• **Text passage**
* start *
# My eyes hurt



## 4F (15 Nov 2012)

wtf http://www.ebay.co.uk/itm/URBAN-CUL...1152715450?pt=UK_Bikes_GL&hash=item337dbaa2ba


----------



## tyred (15 Nov 2012)




----------



## ianrauk (15 Nov 2012)

Yegods man... more of a warning needed


----------



## Stonepark (15 Nov 2012)




----------



## Rob3rt (15 Nov 2012)

Urban culture.............. LOL

Pile of shoot made to look worse by that vomit worthy paint job and wheel choice!


----------



## shouldbeinbed (15 Nov 2012)

If sunny delight made bikes. Yuk


----------



## Andy_R (15 Nov 2012)

At least it's not likey to be SMIDSY'd....need a welding mask to look that in the eye.


----------



## apb (16 Nov 2012)

a positive would be. No one would want to steal it.


----------



## RiflemanSmith (16 Nov 2012)

Erm, I actually like it


----------



## DuncanT (16 Nov 2012)

It did say BRIGHT in the title


----------



## ohnovino (16 Nov 2012)

RiflemanSmith said:


> Erm, I actually like it


 Me too, although in a "that's an interesting bike" way, not an "I want to own that bike" way.


----------



## subaqua (16 Nov 2012)

gas pipe steel no doubt


----------



## uphillstruggler (16 Nov 2012)
* end *
• **Supplied entries**
* start *
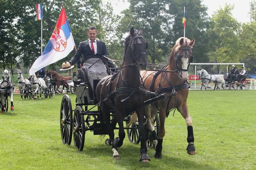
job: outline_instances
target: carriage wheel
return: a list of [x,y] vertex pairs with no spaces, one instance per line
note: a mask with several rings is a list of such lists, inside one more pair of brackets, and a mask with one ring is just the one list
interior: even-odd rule
[[[126,126],[129,123],[130,120],[131,119],[131,116],[129,116],[128,117],[128,120],[126,121],[125,123]],[[138,128],[139,128],[139,124],[138,120],[137,120],[131,124],[130,127],[132,129],[127,129],[126,131],[127,132],[127,135],[128,136],[128,139],[131,143],[134,144],[138,144],[138,143],[139,140],[139,131]]]
[[8,98],[5,99],[5,112],[7,112],[8,111]]
[[48,97],[48,88],[46,87],[45,90],[45,98],[46,99]]
[[83,150],[85,144],[85,125],[84,116],[80,115],[83,109],[80,106],[75,107],[74,112],[73,123],[73,134],[74,145],[76,149],[80,151]]
[[31,99],[32,98],[32,91],[31,91],[31,90],[30,89],[30,90],[28,90],[28,95],[30,99]]
[[61,101],[60,120],[61,138],[64,144],[70,145],[72,139],[72,112],[70,98],[68,95],[65,95]]
[[23,95],[24,96],[24,98],[27,99],[27,89],[25,89],[23,91]]
[[53,86],[52,84],[50,83],[48,86],[48,93],[49,94],[49,97],[52,98],[53,96]]
[[[154,124],[155,125],[155,130],[156,131],[157,135],[158,134],[158,130],[159,129],[159,126],[160,126],[160,123],[159,122],[159,117],[158,114],[155,115],[155,117],[154,120]],[[149,144],[149,147],[151,148],[155,148],[155,146],[153,143],[153,137],[151,134],[152,132],[149,134],[149,140],[147,142]]]

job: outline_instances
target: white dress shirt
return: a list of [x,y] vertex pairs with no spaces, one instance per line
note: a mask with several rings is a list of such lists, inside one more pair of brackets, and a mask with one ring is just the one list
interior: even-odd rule
[[[90,46],[90,48],[91,49],[91,41],[89,39],[89,45]],[[93,47],[94,47],[94,54],[97,54],[97,39],[95,39],[94,40],[94,42],[93,42]]]
[[245,74],[246,72],[246,71],[245,71],[245,70],[241,70],[241,73],[240,73],[240,74],[241,75],[244,75]]

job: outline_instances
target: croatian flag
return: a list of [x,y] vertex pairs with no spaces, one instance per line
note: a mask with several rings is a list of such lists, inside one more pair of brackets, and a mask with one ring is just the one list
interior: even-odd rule
[[41,68],[66,57],[73,50],[75,45],[63,8],[43,54],[33,63],[29,70],[29,74],[33,74]]
[[37,19],[38,20],[43,19],[43,4],[37,4],[36,9],[37,10]]

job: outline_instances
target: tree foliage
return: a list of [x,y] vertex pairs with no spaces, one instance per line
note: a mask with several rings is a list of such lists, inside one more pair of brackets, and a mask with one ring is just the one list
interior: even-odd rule
[[[238,33],[240,24],[232,16],[234,5],[226,4],[215,12],[207,30],[210,41],[208,53],[210,61],[216,63],[238,62],[240,43]],[[218,67],[219,70],[219,67]]]

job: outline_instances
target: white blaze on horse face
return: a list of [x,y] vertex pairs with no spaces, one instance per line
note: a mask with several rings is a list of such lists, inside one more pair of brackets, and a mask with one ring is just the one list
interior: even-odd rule
[[[189,65],[189,58],[185,58],[183,57],[181,58],[181,61],[182,61],[182,69],[186,70],[187,68],[187,66]],[[182,71],[182,73],[181,76],[183,79],[186,79],[189,76],[189,74],[187,71]]]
* end *
• **Given problem 1**
In the bike forum thread, what does apb say would be a positive?
• **Given problem 2**
Carry on the bike forum thread from the point where it stops.

• **Task response 1**
No one would want to steal it.

• **Task response 2**
is that highlighter orange?


----------



## hoski (16 Nov 2012)

Oh my dear God.

You know how many plants and animals use bright colours as self defence to imply that they are poisonous...


----------



## GrumpyGregry (16 Nov 2012)

I quite like the blue version.


----------



## Melonfish (16 Nov 2012)

RiflemanSmith said:


> Erm, I actually like it


me too!
and its in my size


----------



## ColinJ (16 Nov 2012)

Also available in Red & Green ...






Green & Red ...






And Blue & Purple ...






Yes, they are made of hi-ten steel and probably weigh a ton but theye would be quite fun for nipping down to the shops on! Tiger Cycles website.


----------



## apb (16 Nov 2012)

The blue and purple is just wrong.


----------



## Drago (16 Nov 2012)

I'd rather walk!


----------



## colly (17 Nov 2012)

Specially made the quite, retiring types who like to blend into the background.






Not.


----------



## colly (17 Nov 2012)

Specially made the quite, retiring types who like to blend into the background.






Not.


----------



## ufkacbln (17 Nov 2012)

They missed a trick here - the brand is "Tiger"

Why are there no random contrasting "stripes"


----------



## Old Plodder (17 Nov 2012)

That must be a Safari bike..........


----------



## TheDoctor (17 Nov 2012)

Mine eyes!! Mine eyes!!!
That's quite the awfullest collection of bikes I've ever seen, and I've got a magenta Kirk FFS...


----------



## wheres_my_beard (18 Nov 2012)

I'm impressed at how they managed to maintain their eye for quality and style throughout their entire range of bikes. I think the design team may have had a bike described to them at some point by someone who saw a picture of one. From a great distance.


----------



## HLaB (18 Nov 2012)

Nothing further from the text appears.